§ **Photo object pointing items**:
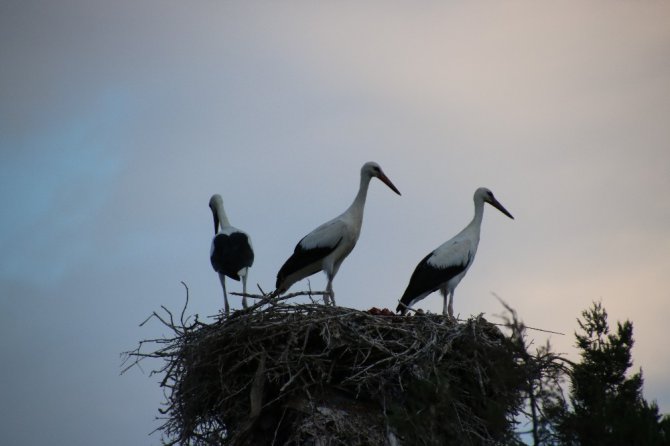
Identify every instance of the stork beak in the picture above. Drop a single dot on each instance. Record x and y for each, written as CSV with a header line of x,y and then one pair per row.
x,y
496,204
386,181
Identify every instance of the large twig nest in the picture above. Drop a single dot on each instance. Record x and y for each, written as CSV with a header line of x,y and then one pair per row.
x,y
319,375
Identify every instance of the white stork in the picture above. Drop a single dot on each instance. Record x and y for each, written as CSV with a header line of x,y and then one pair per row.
x,y
231,252
444,268
327,246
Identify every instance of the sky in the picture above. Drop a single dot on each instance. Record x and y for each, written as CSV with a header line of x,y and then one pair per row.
x,y
118,121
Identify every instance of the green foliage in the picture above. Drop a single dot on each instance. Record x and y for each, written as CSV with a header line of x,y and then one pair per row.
x,y
607,405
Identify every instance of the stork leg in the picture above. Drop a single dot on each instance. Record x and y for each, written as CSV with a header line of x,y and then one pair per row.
x,y
445,294
244,291
330,296
226,308
451,305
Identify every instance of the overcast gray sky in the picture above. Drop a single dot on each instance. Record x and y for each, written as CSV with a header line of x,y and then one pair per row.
x,y
118,120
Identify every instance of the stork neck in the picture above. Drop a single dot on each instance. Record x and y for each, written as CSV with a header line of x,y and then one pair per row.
x,y
358,205
476,222
223,218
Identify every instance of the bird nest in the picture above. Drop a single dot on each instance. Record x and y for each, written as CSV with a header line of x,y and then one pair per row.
x,y
310,374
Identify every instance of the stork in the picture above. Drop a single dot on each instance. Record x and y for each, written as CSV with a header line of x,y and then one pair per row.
x,y
444,268
231,252
327,246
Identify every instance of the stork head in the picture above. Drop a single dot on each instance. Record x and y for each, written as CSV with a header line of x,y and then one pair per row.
x,y
372,169
486,195
216,205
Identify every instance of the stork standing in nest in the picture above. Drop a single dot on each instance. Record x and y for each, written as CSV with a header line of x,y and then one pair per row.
x,y
231,252
327,246
444,268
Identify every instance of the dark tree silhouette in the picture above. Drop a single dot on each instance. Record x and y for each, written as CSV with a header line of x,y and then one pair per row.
x,y
607,406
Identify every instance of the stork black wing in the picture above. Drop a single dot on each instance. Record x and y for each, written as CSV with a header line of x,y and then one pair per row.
x,y
301,258
231,253
427,278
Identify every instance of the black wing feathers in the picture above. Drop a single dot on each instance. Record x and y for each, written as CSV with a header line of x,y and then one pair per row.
x,y
427,278
231,253
302,257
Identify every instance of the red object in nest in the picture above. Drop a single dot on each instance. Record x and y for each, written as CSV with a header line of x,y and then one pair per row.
x,y
380,312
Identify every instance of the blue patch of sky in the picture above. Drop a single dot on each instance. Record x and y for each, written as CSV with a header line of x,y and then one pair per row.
x,y
52,183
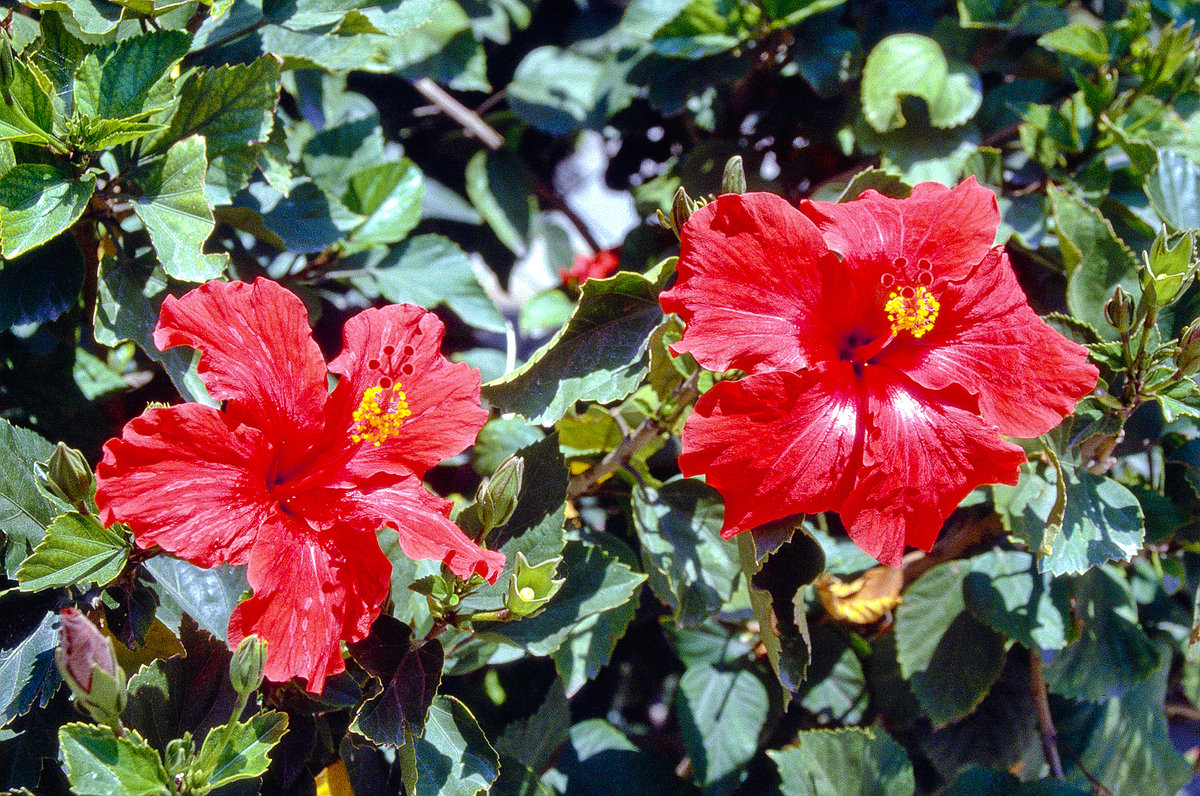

§ **Set exercise**:
Copy every item above word for word, from the first through the last, leaving out the pictures.

§ **Solved problem**:
Identify every instance of the stork beak in the picture above. Drop a single dot on each instance. Record x and y for each, written as CSV with a header line of x,y and then one pair per row.
x,y
496,204
386,181
Identify every instance of the large twig nest in the picture above. Drop a single dot on each instance. Record x and y for each, written as CSV with a header line of x,y and then one pair per row.
x,y
319,375
Identify every instance of the white stork in the picture above. Drop a single dot on each instance. Record x and y for each, written as CSV with a header line of x,y and then one pair per row.
x,y
231,252
444,268
327,246
Identify every instance of the sky in the picture above. Drop a single dot on each instance. Record x and y for each, written as CSV with a header line of x,y and then one pair per row.
x,y
118,121
Identify every instance of the green foliage in the picture above. Drop a single dot on each instance. Record x and y for each, written as CSV with a header line of x,y and then one pair per row.
x,y
607,405
Identify every instance of the stork leg in the picture above. Drop a single dot on each instance. Record x and y for each, written as CSV with a header line of x,y and then one pair per row.
x,y
445,294
244,291
330,296
226,308
451,305
Identify every instance of the overcast gray sky in the picture above. Drop a single dot on each instance. Record x and y for each, written as CSV with a header line of x,y and then one pair per row.
x,y
118,120
Identify every instance of the stork neck in the picture above. Drop a single dot on each instance. Record x and y for each, written as CSV with a header line of x,y and then one pair per row.
x,y
358,205
476,222
223,218
Identify every instance of the bird nest in the picture above. Drop a single dot on each instance. Record x and y for each, written as CSV with a header line of x,y and then one pair per row.
x,y
310,374
Identify every instance of the stork in the picture above. Drop a single dot on each instance. Record x and y for each, written as CSV with a header line of x,y and then one pair per row.
x,y
444,268
231,252
327,246
Identify every instance of the stork head in the picture above. Drop a single dot on each instance. Record x and y for each, written as CSV with a header line of x,y and then one pair per row.
x,y
372,169
486,195
216,205
Identify every instance of the stork standing in nest in the picture above. Drop a single dot on each instance. Record x and y for each, written as CSV with a header line of x,y and then one pair per row.
x,y
231,252
327,246
444,268
Identify every instance of the dark tree silhouette in the picture above. Drop a single dot on each instance. Record x and y for each, written as CSV with a header line of x,y and then one pair per row.
x,y
607,406
Identify every instance of the stork black wing in the picture above. Drop a single dot on each instance. Record x and y for each, written as CSV with a header line of x,y and then one pair per row.
x,y
301,258
231,253
427,278
Identify every instance of the black wing feathers in the picture above. Drop a single dot on each instance. Record x and y for each, written as CSV with a header line of x,y and then one pair per row.
x,y
427,278
231,253
302,257
Identify every instance of the red object in nest in the picture above. Drop a single dot on each instance. Record x and y for each, written as CSV with a header line of x,y and then one pair per row.
x,y
380,312
Identify every instance of the blue patch of sky in the picture above. Drop a single dot on each instance. Record x and y for each, written as CSV with a header line of x,y and then one pair per row.
x,y
52,183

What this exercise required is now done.